The sporting goods and outdoors category was down 48% year over year, largely due to ongoing declines in Peloton-related GMV.

Revenue was up 7% year over year, or up 15% excluding Peloton to $381 million.

Active merchant count grew 19% year over year to 246,000 merchants overall, and merchants with greater than $1,000 in trailing 12-month GMV grew 29% year over year to 92,000.

During the conference call with analysts, Max Levchin, CEO, said noted that amid the rollout of Debit+ that “We delivered Debit+ into the main Affirm app, and while it’s still quite early, we continue seeing strong signals of consumer demand.”

Debit+ user transaction frequency after 90 days from activation is about seven times that of a “regular” Affirm user, he told analysts.

Michael Linford, CFO, said that revenues were driven “in large part by our outperformance in credit. That resulted in a pretty large beat ahead of our expectations in the provision for losses.”  Revenue less transaction costs was $167 million, down 9% year over year,

Management said that the banking sector in the last several months has pushed funding costs higher — an environment that will remain in place in the current fiscal fourth quarter.

Source material –
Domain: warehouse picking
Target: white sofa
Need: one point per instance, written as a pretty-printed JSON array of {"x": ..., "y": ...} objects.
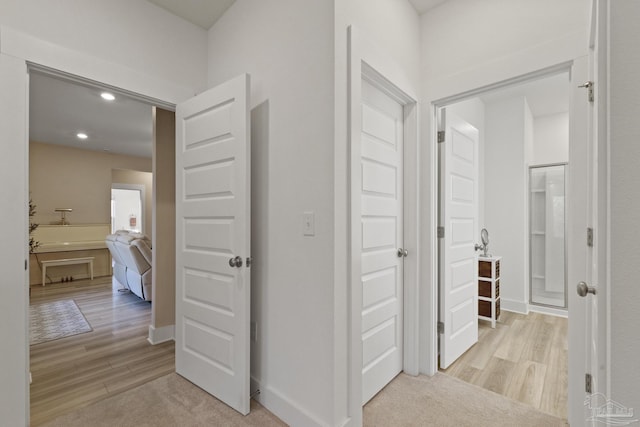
[{"x": 131, "y": 253}]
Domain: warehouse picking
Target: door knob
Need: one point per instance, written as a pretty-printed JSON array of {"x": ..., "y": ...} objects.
[
  {"x": 584, "y": 289},
  {"x": 235, "y": 262}
]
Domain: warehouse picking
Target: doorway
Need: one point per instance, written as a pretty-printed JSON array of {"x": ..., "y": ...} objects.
[
  {"x": 129, "y": 175},
  {"x": 520, "y": 126},
  {"x": 127, "y": 208}
]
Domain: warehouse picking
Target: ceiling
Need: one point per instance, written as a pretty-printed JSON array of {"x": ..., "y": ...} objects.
[
  {"x": 59, "y": 109},
  {"x": 203, "y": 13},
  {"x": 422, "y": 6}
]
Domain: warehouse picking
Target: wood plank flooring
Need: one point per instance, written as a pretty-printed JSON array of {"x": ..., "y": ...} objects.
[
  {"x": 523, "y": 358},
  {"x": 76, "y": 371}
]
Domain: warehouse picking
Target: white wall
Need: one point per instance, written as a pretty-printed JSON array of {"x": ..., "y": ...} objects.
[
  {"x": 287, "y": 48},
  {"x": 625, "y": 204},
  {"x": 551, "y": 139},
  {"x": 131, "y": 45},
  {"x": 507, "y": 124},
  {"x": 135, "y": 34}
]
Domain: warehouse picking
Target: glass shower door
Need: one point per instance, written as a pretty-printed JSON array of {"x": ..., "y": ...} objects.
[{"x": 547, "y": 242}]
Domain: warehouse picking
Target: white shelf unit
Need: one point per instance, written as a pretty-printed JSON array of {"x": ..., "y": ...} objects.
[{"x": 489, "y": 288}]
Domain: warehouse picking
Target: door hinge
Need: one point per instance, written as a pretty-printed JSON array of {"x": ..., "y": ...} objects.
[{"x": 589, "y": 86}]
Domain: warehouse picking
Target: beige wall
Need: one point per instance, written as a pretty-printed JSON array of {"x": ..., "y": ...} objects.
[
  {"x": 164, "y": 231},
  {"x": 127, "y": 176},
  {"x": 62, "y": 177}
]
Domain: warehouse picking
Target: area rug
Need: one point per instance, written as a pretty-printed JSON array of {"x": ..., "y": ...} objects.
[{"x": 54, "y": 320}]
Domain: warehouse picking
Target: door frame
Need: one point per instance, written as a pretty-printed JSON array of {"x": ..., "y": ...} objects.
[
  {"x": 24, "y": 54},
  {"x": 366, "y": 61},
  {"x": 572, "y": 230}
]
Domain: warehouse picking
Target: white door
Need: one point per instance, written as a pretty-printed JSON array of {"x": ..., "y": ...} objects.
[
  {"x": 212, "y": 242},
  {"x": 458, "y": 309},
  {"x": 588, "y": 187},
  {"x": 579, "y": 254},
  {"x": 381, "y": 221}
]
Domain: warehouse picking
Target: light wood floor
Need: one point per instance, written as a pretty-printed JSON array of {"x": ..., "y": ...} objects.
[
  {"x": 524, "y": 358},
  {"x": 76, "y": 371}
]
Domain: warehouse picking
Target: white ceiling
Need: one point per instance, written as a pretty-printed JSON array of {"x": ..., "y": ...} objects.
[
  {"x": 424, "y": 5},
  {"x": 59, "y": 109},
  {"x": 203, "y": 13}
]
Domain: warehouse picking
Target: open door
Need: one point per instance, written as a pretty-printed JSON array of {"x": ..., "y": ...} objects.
[
  {"x": 458, "y": 269},
  {"x": 213, "y": 241},
  {"x": 588, "y": 212}
]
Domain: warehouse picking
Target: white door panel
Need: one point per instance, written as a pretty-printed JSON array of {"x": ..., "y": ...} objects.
[
  {"x": 381, "y": 231},
  {"x": 212, "y": 227},
  {"x": 458, "y": 259}
]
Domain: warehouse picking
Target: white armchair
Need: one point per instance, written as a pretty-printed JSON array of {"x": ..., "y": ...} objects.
[{"x": 131, "y": 254}]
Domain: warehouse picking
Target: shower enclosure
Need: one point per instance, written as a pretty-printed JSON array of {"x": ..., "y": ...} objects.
[{"x": 547, "y": 243}]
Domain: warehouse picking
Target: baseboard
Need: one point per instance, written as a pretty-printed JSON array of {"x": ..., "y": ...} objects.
[
  {"x": 560, "y": 312},
  {"x": 161, "y": 334},
  {"x": 513, "y": 305},
  {"x": 284, "y": 408}
]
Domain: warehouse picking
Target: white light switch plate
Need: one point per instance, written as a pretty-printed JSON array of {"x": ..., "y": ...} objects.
[{"x": 308, "y": 224}]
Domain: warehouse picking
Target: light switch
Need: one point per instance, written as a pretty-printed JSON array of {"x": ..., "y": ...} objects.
[{"x": 308, "y": 224}]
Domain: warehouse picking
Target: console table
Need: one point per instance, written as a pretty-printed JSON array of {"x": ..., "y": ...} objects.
[{"x": 67, "y": 261}]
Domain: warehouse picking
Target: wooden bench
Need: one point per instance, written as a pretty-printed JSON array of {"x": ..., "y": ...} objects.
[{"x": 66, "y": 261}]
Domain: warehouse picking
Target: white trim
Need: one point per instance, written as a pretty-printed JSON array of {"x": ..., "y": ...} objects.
[
  {"x": 289, "y": 411},
  {"x": 551, "y": 311},
  {"x": 366, "y": 61},
  {"x": 161, "y": 334},
  {"x": 14, "y": 315}
]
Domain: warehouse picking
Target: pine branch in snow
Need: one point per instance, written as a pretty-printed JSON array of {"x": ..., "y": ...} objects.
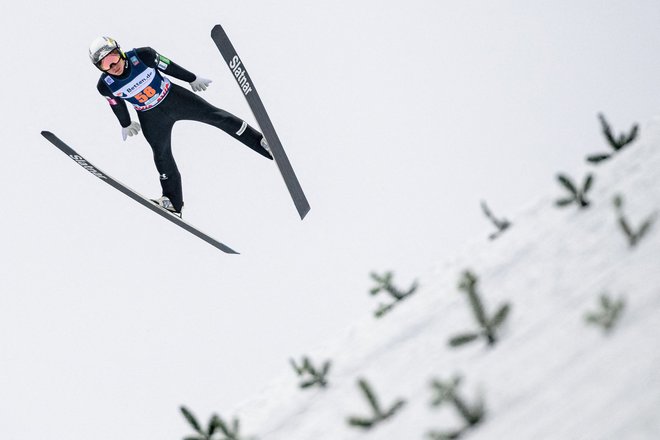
[
  {"x": 194, "y": 423},
  {"x": 384, "y": 284},
  {"x": 316, "y": 376},
  {"x": 608, "y": 314},
  {"x": 617, "y": 143},
  {"x": 633, "y": 236},
  {"x": 489, "y": 326},
  {"x": 578, "y": 195},
  {"x": 215, "y": 425},
  {"x": 472, "y": 414},
  {"x": 379, "y": 415},
  {"x": 501, "y": 224}
]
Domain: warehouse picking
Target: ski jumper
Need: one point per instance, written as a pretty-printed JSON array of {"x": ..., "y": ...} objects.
[{"x": 159, "y": 104}]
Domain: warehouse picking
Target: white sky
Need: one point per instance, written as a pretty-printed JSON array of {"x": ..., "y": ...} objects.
[{"x": 398, "y": 117}]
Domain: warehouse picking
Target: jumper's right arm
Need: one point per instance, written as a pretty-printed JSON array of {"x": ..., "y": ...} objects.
[{"x": 117, "y": 105}]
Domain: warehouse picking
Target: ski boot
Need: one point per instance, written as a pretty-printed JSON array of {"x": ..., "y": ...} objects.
[
  {"x": 165, "y": 203},
  {"x": 265, "y": 146}
]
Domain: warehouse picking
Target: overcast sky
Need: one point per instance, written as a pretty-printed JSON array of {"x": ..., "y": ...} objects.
[{"x": 398, "y": 117}]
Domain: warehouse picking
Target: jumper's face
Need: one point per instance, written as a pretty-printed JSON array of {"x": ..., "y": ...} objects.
[{"x": 112, "y": 63}]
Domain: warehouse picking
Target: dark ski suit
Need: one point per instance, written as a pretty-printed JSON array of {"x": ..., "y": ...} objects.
[{"x": 159, "y": 104}]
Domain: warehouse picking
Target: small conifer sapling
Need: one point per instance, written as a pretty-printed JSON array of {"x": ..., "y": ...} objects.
[
  {"x": 501, "y": 224},
  {"x": 488, "y": 325},
  {"x": 216, "y": 425},
  {"x": 310, "y": 375},
  {"x": 633, "y": 236},
  {"x": 378, "y": 413},
  {"x": 446, "y": 393},
  {"x": 608, "y": 314},
  {"x": 616, "y": 143},
  {"x": 577, "y": 195},
  {"x": 384, "y": 284}
]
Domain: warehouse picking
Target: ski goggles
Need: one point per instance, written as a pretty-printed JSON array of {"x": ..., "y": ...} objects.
[{"x": 109, "y": 61}]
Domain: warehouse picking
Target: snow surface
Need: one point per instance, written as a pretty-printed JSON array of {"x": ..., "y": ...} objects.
[{"x": 551, "y": 376}]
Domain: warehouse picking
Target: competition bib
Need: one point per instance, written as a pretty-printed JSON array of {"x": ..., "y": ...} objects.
[{"x": 144, "y": 87}]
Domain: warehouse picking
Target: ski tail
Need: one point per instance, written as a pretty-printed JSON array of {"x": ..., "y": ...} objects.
[{"x": 66, "y": 149}]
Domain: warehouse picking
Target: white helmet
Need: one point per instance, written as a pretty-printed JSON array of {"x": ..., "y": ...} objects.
[{"x": 100, "y": 47}]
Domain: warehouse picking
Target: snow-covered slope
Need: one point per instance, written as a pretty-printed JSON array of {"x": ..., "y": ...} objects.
[{"x": 551, "y": 376}]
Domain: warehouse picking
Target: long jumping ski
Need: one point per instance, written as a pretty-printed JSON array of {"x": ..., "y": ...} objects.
[
  {"x": 132, "y": 194},
  {"x": 246, "y": 84}
]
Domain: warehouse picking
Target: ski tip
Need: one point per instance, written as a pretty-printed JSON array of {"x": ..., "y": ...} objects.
[
  {"x": 304, "y": 213},
  {"x": 217, "y": 28}
]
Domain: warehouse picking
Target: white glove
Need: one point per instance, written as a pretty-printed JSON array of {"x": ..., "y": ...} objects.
[
  {"x": 131, "y": 130},
  {"x": 200, "y": 84}
]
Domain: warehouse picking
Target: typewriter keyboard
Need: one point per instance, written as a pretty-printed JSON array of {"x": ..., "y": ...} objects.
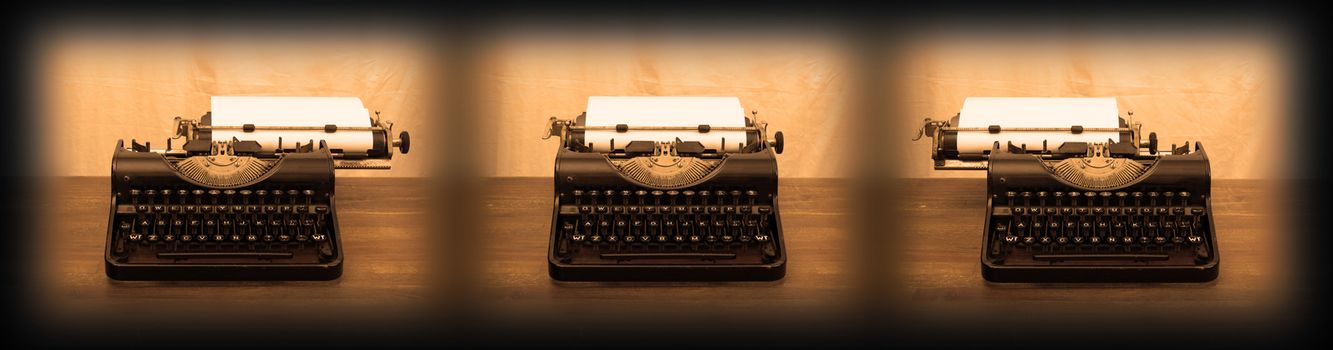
[
  {"x": 1099, "y": 228},
  {"x": 665, "y": 226},
  {"x": 211, "y": 225}
]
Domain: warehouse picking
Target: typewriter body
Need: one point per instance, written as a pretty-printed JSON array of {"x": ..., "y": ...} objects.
[
  {"x": 645, "y": 201},
  {"x": 228, "y": 206},
  {"x": 1071, "y": 209}
]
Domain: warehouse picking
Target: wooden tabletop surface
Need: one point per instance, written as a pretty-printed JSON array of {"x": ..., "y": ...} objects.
[{"x": 932, "y": 277}]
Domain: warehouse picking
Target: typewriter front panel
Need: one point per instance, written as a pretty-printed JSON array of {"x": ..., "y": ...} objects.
[
  {"x": 168, "y": 226},
  {"x": 608, "y": 226},
  {"x": 1044, "y": 229}
]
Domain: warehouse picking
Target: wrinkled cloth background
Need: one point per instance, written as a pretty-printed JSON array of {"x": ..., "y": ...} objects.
[{"x": 1225, "y": 91}]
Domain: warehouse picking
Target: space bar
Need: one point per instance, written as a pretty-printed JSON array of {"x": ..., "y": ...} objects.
[
  {"x": 225, "y": 256},
  {"x": 1088, "y": 257},
  {"x": 668, "y": 256}
]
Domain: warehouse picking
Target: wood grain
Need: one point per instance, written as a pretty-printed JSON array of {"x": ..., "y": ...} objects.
[{"x": 935, "y": 276}]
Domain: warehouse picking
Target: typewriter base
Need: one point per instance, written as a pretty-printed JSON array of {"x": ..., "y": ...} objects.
[
  {"x": 1081, "y": 274},
  {"x": 665, "y": 273},
  {"x": 224, "y": 272}
]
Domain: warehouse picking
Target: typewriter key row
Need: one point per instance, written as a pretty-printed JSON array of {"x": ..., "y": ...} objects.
[{"x": 220, "y": 197}]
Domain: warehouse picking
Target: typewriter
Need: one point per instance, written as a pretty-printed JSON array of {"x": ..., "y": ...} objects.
[
  {"x": 665, "y": 189},
  {"x": 247, "y": 194},
  {"x": 1075, "y": 193}
]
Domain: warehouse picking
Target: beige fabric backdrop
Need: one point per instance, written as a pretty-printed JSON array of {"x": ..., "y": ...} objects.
[
  {"x": 103, "y": 87},
  {"x": 1224, "y": 89},
  {"x": 796, "y": 83}
]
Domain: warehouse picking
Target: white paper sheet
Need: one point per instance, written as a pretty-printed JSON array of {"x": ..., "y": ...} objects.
[
  {"x": 344, "y": 112},
  {"x": 1035, "y": 112},
  {"x": 689, "y": 112}
]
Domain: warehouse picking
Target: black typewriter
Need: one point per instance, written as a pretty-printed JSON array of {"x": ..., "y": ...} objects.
[
  {"x": 233, "y": 209},
  {"x": 665, "y": 210},
  {"x": 1119, "y": 210}
]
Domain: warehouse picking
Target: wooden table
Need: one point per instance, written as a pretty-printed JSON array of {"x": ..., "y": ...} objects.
[{"x": 927, "y": 280}]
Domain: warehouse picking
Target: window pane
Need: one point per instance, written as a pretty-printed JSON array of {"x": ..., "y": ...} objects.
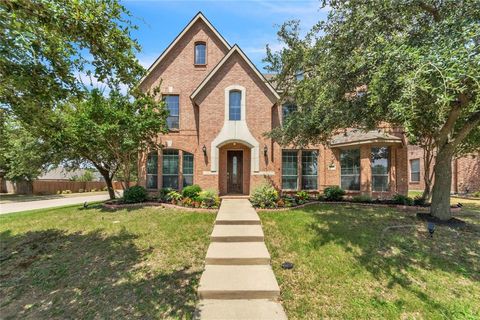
[
  {"x": 287, "y": 109},
  {"x": 187, "y": 169},
  {"x": 152, "y": 163},
  {"x": 309, "y": 170},
  {"x": 200, "y": 53},
  {"x": 152, "y": 181},
  {"x": 152, "y": 170},
  {"x": 235, "y": 101},
  {"x": 170, "y": 169},
  {"x": 380, "y": 168},
  {"x": 289, "y": 170},
  {"x": 415, "y": 170},
  {"x": 350, "y": 169},
  {"x": 172, "y": 102}
]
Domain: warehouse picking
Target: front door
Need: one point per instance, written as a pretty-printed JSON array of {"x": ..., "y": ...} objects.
[{"x": 234, "y": 171}]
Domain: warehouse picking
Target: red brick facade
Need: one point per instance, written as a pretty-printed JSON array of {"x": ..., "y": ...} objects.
[
  {"x": 465, "y": 172},
  {"x": 203, "y": 124}
]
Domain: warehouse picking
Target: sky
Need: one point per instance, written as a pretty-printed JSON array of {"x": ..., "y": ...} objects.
[{"x": 249, "y": 23}]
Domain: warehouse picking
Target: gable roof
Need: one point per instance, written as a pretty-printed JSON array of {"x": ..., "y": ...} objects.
[
  {"x": 234, "y": 49},
  {"x": 198, "y": 16}
]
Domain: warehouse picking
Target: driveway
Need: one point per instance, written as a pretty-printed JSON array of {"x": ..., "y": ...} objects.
[{"x": 18, "y": 206}]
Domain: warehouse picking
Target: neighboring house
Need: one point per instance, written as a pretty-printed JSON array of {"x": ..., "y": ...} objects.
[
  {"x": 220, "y": 107},
  {"x": 61, "y": 174},
  {"x": 465, "y": 171}
]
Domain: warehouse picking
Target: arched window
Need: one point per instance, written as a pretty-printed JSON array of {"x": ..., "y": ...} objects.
[
  {"x": 234, "y": 105},
  {"x": 200, "y": 53},
  {"x": 287, "y": 109}
]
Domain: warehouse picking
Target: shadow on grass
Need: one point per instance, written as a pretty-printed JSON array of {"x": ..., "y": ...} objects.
[
  {"x": 52, "y": 273},
  {"x": 395, "y": 253}
]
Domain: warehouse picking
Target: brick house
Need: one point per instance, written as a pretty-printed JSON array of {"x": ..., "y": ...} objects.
[
  {"x": 220, "y": 107},
  {"x": 465, "y": 171}
]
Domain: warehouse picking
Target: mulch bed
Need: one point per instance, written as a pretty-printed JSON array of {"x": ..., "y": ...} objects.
[{"x": 117, "y": 206}]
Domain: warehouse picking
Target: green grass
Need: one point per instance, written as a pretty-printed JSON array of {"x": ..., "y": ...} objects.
[
  {"x": 96, "y": 264},
  {"x": 348, "y": 266}
]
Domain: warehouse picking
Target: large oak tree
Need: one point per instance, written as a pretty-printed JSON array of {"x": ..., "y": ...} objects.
[{"x": 414, "y": 63}]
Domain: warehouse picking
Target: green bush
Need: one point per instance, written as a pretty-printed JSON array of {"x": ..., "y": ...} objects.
[
  {"x": 362, "y": 198},
  {"x": 302, "y": 196},
  {"x": 191, "y": 191},
  {"x": 403, "y": 200},
  {"x": 264, "y": 196},
  {"x": 419, "y": 201},
  {"x": 163, "y": 194},
  {"x": 208, "y": 198},
  {"x": 174, "y": 196},
  {"x": 135, "y": 194},
  {"x": 334, "y": 193}
]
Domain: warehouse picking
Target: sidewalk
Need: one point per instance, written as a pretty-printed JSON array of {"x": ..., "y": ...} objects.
[{"x": 238, "y": 281}]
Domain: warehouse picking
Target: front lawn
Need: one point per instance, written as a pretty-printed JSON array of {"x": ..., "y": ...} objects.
[
  {"x": 349, "y": 266},
  {"x": 89, "y": 263}
]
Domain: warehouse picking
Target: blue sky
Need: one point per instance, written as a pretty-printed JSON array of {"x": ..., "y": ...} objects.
[{"x": 249, "y": 23}]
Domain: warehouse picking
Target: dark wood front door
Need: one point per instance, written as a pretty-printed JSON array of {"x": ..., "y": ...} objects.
[{"x": 234, "y": 172}]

Exercises to complete –
**A)** Count the lines in the records that contain the string "jumper", and reply with that number only.
**B)** Continue the report on Affirm's quarterly results from the point where it stops.

Expected results –
**A)** 3

**B)**
The 30-plus-day delinquency rate for monthly installment loans, ex-Peloton, improved sequentially to 2.5% at the end of March from 2.7% at the end of December.  Investors sent the stock down 7% in extended trading.

“We’re proud of the credit results in the business and given the very short duration of our asset, the real-time performance of the portfolio drives the allowance calculation for Affirm,” Linford said.  “So what we’re not doing is, making estimates of where the economy will be in a year and building balances for that.”

Later on in the call, Levchin said that 88% of Affirm’s transactions come from repeat consumers. Levchin also noted on the call that the company is partnering with FICO “to build a first of its kind credit scoring model that would enable buy now, pay later loans to be consistently transparently factored into credit and lending decisions.”

And when asked about consumer spending, Linford noted that “as you get to Q3 of next fiscal year, when we get to about nine months from now, you will begin to lap easier comps. And so we’re optimistic that by the time we get there, some of those businesses will return to some solid growth. But for now, the headwinds there continue.”